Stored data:
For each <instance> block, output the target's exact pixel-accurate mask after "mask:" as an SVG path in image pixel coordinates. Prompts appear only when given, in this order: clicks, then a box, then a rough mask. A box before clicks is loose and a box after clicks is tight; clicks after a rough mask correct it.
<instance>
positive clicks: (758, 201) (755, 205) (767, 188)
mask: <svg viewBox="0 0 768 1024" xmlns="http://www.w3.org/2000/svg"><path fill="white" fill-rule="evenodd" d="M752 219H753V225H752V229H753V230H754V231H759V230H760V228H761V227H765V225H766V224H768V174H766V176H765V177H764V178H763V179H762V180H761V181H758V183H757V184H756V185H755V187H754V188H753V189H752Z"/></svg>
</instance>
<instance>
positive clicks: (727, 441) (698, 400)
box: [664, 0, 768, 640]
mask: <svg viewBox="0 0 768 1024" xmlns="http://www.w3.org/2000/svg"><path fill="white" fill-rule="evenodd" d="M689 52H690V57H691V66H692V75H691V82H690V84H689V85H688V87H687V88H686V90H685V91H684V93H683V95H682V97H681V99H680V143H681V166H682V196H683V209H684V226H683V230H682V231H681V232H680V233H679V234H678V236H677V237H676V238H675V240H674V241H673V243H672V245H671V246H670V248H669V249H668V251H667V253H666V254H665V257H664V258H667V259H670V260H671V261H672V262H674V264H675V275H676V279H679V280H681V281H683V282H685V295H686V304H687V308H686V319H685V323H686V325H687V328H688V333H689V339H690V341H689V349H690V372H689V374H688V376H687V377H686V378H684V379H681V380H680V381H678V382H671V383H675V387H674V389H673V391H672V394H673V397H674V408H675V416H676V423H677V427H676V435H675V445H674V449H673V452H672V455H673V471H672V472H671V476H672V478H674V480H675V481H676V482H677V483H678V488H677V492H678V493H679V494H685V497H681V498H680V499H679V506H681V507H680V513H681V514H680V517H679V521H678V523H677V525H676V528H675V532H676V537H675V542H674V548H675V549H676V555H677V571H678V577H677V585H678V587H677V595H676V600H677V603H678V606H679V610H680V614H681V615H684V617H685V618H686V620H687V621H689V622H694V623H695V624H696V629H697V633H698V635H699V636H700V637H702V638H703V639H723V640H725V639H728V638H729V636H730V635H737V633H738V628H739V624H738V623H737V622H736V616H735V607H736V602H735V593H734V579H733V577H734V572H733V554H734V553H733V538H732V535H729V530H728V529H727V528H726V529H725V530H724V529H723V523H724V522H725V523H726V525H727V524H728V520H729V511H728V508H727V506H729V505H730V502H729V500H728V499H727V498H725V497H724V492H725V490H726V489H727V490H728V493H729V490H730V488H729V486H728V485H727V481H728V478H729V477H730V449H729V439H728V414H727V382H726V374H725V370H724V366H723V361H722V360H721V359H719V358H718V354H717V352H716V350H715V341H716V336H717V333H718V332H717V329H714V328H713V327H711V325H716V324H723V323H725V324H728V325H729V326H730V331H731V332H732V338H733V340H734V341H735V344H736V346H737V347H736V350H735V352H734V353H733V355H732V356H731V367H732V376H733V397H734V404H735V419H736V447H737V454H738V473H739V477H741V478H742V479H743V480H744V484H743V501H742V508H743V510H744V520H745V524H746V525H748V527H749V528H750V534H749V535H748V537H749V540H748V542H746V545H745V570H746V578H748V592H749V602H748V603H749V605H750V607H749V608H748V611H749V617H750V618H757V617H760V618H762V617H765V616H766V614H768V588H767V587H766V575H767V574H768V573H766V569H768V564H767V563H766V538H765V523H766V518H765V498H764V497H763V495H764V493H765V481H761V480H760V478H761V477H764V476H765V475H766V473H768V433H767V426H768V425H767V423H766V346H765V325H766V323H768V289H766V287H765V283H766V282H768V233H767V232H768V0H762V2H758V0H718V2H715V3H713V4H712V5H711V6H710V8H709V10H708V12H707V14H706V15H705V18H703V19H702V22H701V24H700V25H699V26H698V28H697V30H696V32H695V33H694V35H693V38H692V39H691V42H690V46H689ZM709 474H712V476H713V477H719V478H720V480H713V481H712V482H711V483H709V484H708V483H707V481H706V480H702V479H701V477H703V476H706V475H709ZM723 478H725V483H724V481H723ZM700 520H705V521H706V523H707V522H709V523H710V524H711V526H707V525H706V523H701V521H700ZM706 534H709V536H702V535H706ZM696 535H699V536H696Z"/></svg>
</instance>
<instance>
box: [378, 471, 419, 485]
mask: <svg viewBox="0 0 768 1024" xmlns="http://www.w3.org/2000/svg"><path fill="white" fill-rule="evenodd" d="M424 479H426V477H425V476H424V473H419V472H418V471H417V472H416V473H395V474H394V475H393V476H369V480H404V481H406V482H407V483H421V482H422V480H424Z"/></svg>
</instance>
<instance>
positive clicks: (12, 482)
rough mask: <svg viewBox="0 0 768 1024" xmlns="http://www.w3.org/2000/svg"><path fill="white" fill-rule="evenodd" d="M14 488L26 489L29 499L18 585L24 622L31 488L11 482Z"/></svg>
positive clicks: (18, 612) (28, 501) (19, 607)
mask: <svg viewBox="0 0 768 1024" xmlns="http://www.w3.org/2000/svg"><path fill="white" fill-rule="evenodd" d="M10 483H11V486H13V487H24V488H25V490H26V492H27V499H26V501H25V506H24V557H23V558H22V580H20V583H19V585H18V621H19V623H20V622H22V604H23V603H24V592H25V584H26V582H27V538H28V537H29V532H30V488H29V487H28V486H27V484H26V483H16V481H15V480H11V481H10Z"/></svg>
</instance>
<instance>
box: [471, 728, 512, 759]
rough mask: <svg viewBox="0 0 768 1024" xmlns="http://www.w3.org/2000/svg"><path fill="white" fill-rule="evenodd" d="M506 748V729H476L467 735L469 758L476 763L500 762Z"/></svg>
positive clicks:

## What to work on:
Repeat what the records above say. Use their exact words.

## Answer space:
For each <instance> block, output the target's exact pixel-accurate mask after "mask:" as an SVG path in image pixel coordinates. Prompts appear only when given, in this order: clicks, then a box, then a rough mask. A box before clicks is loose and a box after clicks is tight; clicks after a rough mask correct it.
<instance>
positive clicks: (758, 201) (755, 205) (767, 188)
mask: <svg viewBox="0 0 768 1024" xmlns="http://www.w3.org/2000/svg"><path fill="white" fill-rule="evenodd" d="M752 219H753V225H752V229H753V230H754V231H759V230H760V228H761V227H765V225H766V224H768V174H766V176H765V177H764V178H763V179H762V180H761V181H758V183H757V184H756V185H755V187H754V188H753V189H752Z"/></svg>
</instance>
<instance>
positive clicks: (727, 441) (698, 400)
box: [664, 0, 768, 640]
mask: <svg viewBox="0 0 768 1024" xmlns="http://www.w3.org/2000/svg"><path fill="white" fill-rule="evenodd" d="M689 52H690V57H691V66H692V75H691V82H690V84H689V85H688V87H687V88H686V90H685V91H684V93H683V95H682V97H681V99H680V143H681V166H682V196H683V209H684V226H683V230H682V231H681V232H680V233H679V234H678V236H677V237H676V238H675V240H674V241H673V243H672V245H671V246H670V248H669V249H668V251H667V253H666V254H665V257H664V258H667V259H670V260H671V261H672V262H674V264H675V275H676V279H679V280H681V281H683V282H685V295H686V304H687V308H686V319H685V323H686V325H687V328H688V333H689V339H690V341H689V349H690V372H689V374H688V376H687V377H686V378H684V379H681V380H680V381H678V382H671V383H675V387H674V389H673V391H672V394H673V397H674V408H675V416H676V423H677V427H676V435H675V445H674V449H673V452H672V455H673V471H672V472H671V476H672V478H674V480H675V481H676V482H677V483H678V488H677V492H678V493H679V494H685V497H681V498H680V499H679V506H681V507H680V513H681V514H680V517H679V521H678V523H677V525H676V528H675V532H676V537H675V542H674V548H675V549H676V555H677V571H678V577H677V585H678V587H677V595H676V600H677V603H678V606H679V610H680V614H681V615H684V617H685V618H686V620H687V621H689V622H694V623H695V624H696V629H697V633H698V635H699V636H700V637H702V638H703V639H723V640H725V639H728V638H729V636H730V635H737V633H738V628H739V624H738V623H737V622H736V616H735V607H736V602H735V593H734V579H733V577H734V572H733V554H734V553H733V538H732V535H729V530H728V529H727V528H726V529H725V530H724V529H723V523H724V522H725V523H726V525H727V524H728V520H729V511H728V508H727V506H729V505H730V502H729V500H728V499H727V498H725V497H724V492H725V490H726V489H727V490H728V493H729V490H730V488H729V486H728V485H727V481H728V478H729V477H730V449H729V439H728V414H727V382H726V374H725V370H724V366H723V361H722V360H721V359H719V358H718V354H717V352H716V350H715V341H716V336H717V333H718V332H717V329H714V328H713V327H711V325H716V324H723V323H725V324H728V325H729V326H730V331H731V332H732V338H733V340H734V341H735V344H736V346H737V347H736V350H735V352H734V353H733V355H732V356H731V367H732V376H733V397H734V404H735V419H736V447H737V454H738V473H739V477H741V478H742V479H743V480H744V484H743V501H742V508H743V510H744V520H745V524H746V525H748V527H749V528H750V534H749V535H748V537H749V540H748V542H746V545H745V570H746V578H748V592H749V602H748V603H749V605H750V607H749V608H748V611H749V617H750V618H757V617H760V618H762V617H765V616H766V614H768V588H767V587H766V575H767V574H768V573H766V569H768V564H767V563H766V538H765V523H766V518H765V498H764V497H763V495H764V493H765V481H761V480H760V478H761V477H764V476H765V475H766V473H768V433H767V426H768V425H767V423H766V346H765V325H766V323H768V289H766V287H765V283H766V282H768V233H767V232H768V0H762V2H758V0H718V2H715V3H713V4H712V5H711V6H710V8H709V10H708V12H707V14H706V15H705V18H703V19H702V22H701V24H700V25H699V26H698V28H697V30H696V32H695V33H694V35H693V38H692V39H691V42H690V46H689ZM709 474H712V476H713V477H719V478H720V480H713V481H712V482H711V483H709V484H708V483H707V481H706V480H702V479H701V477H703V476H706V475H709ZM723 478H725V483H724V481H723ZM700 520H705V521H706V523H707V522H709V523H710V524H711V526H707V525H706V523H701V521H700ZM706 534H709V536H702V535H706ZM696 535H699V536H696Z"/></svg>
</instance>
<instance>
box: [378, 471, 419, 485]
mask: <svg viewBox="0 0 768 1024" xmlns="http://www.w3.org/2000/svg"><path fill="white" fill-rule="evenodd" d="M424 479H426V477H425V476H424V473H419V472H418V471H417V472H416V473H395V474H394V475H393V476H369V480H404V481H406V482H407V483H421V482H422V480H424Z"/></svg>
</instance>
<instance>
positive clicks: (12, 482)
rough mask: <svg viewBox="0 0 768 1024" xmlns="http://www.w3.org/2000/svg"><path fill="white" fill-rule="evenodd" d="M14 488L26 489L29 499L18 585L24 622L31 488L11 482Z"/></svg>
positive clicks: (18, 612) (28, 501) (19, 607)
mask: <svg viewBox="0 0 768 1024" xmlns="http://www.w3.org/2000/svg"><path fill="white" fill-rule="evenodd" d="M10 483H11V486H13V487H24V488H25V490H26V492H27V499H26V501H25V506H24V557H23V558H22V580H20V583H19V585H18V621H19V623H20V622H22V604H23V603H24V592H25V584H26V582H27V538H28V537H29V532H30V488H29V487H28V486H27V484H26V483H16V481H15V480H11V481H10Z"/></svg>
</instance>
<instance>
box: [471, 728, 512, 759]
rough mask: <svg viewBox="0 0 768 1024" xmlns="http://www.w3.org/2000/svg"><path fill="white" fill-rule="evenodd" d="M506 748V729H476L467 735L469 758L476 763L500 762Z"/></svg>
positive clicks:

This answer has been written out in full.